Task requirements:
1. Answer these from the web scraping tutorial:
(a) Which IP addresses can access yellowpages.com?
(b) What command installs the packages used in the tutorial?
(c) Which page holds links to all categories and locations?
2. Shift the coordinates in the answers of the entries by adding 118 to every number. Copy out only the entries from the line containing "Practice step: identify the rear quarter" through the end of the entries, keeping the requests.

Web Scraping With Python Tutorial

Why Scrape YellowPages.com?

YellowPages.com contains millions of businesses and their details like phone numbers, websites and locations. All of this data can be used in various market and business analytics to acquire competitive advantage or leads. Not only that but YellowPages also contains review data, business images and service menus which can further be used in market analysis. For more on scraping use cases see our extensive web scraping use case article

Setup & Prerequisites

To begin we first should note that yellowpages.com is only accessible to US-based IP addresses. So, if you're located outside of the US you'll need a US-based proxy, VPN to access yellowpages.com.

As for code, in this tutorial we'll be using Python and two major community packages:

  • httpx - HTTP client library which will let us communicate with YellowPages.com's servers
  • parsel - HTML parsing library which will help us to parse our web scraped HTML files. In this tutorial, we'll stick with CSS selectors as YellowPages HTML's are quite simple.

Optionally we'll also use loguru - a pretty logging library that'll help us keep track of what's going on.

These packages can be easily installed via pip command:

$ pip install httpx parsel loguru

Alternatively, feel free to swap httpx out with any other HTTP client package such as requests as we'll only need basic HTTP functions which are almost interchangeable in every library. As for, parsel, another great alternative is beautifulsoup package or anything that supports CSS selectors which is what we'll be using in this tutorial.

Parsing HTML with CSS Selectors

If you're new to CSS selectors check out our complete and interactive introduction article that goes over essential CSS selector syntax and common usage in web scraping.

Parsing HTML with CSS Selectors

Finding Companies

Our first goal is to figure out how to find companies we want to scrape on YellowPages.com. There are a few ways of achieving this. First, if we'd want to scrape all of the businesses in a specific area we can use yellowpages.com/sitemap page which contains links to all categories and locations.

However, we'll be using a more flexible and easier approach by scraping YellowPages search:

0:00
/
once we click find we are redirected to results page with 427 results

We can see that when we submit a search request YellowPages takes us to a new url containing pages of results. Let's see how we can scrape this.

To scrape YellowPages search we'll be forming search URL from given parameters and then iterating through multiple page URLs to collect all business listings.

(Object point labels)
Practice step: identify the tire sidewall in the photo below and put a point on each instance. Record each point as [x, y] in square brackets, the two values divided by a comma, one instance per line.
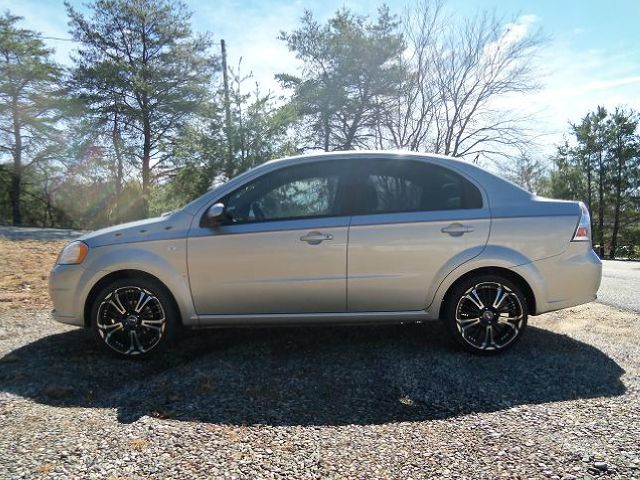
[452, 303]
[159, 292]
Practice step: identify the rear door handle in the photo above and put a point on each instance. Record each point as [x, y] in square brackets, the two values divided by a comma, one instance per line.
[457, 229]
[314, 238]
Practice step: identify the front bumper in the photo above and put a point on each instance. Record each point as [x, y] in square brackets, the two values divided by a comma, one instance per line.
[64, 290]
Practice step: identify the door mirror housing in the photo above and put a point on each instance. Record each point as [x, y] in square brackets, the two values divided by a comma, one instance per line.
[215, 214]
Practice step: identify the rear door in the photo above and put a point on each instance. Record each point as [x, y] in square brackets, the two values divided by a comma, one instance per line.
[413, 223]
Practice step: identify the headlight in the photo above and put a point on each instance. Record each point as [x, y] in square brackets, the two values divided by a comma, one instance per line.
[73, 254]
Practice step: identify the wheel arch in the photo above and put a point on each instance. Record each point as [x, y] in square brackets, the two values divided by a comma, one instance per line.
[491, 270]
[119, 275]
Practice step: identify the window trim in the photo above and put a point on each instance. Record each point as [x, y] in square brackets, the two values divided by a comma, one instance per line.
[353, 173]
[345, 206]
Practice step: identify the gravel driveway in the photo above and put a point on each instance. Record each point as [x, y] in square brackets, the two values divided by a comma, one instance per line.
[367, 402]
[620, 285]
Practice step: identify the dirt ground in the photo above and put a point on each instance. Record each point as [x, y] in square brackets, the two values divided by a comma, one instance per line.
[24, 273]
[313, 403]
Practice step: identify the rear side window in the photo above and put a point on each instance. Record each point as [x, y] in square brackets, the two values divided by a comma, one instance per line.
[388, 186]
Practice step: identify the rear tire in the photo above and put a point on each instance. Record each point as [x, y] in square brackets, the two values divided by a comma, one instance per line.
[486, 314]
[133, 318]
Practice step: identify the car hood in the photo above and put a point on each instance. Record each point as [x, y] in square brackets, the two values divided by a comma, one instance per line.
[174, 225]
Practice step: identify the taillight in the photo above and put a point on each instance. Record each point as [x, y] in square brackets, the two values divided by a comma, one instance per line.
[583, 230]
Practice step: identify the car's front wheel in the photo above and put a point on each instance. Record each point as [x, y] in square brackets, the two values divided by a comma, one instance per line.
[486, 314]
[133, 317]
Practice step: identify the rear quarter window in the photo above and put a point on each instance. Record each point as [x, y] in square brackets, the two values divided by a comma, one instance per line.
[387, 186]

The solutions:
1.
(a) US-based IP addresses.
(b) $ pip install httpx parsel loguru
(c) The yellowpages.com/sitemap page.

2.
Practice step: identify the rear quarter window in the photo above and put a point on each instance. Record each point as [x, y] in square brackets, the two values divided by a comma, one instance per line.
[505, 304]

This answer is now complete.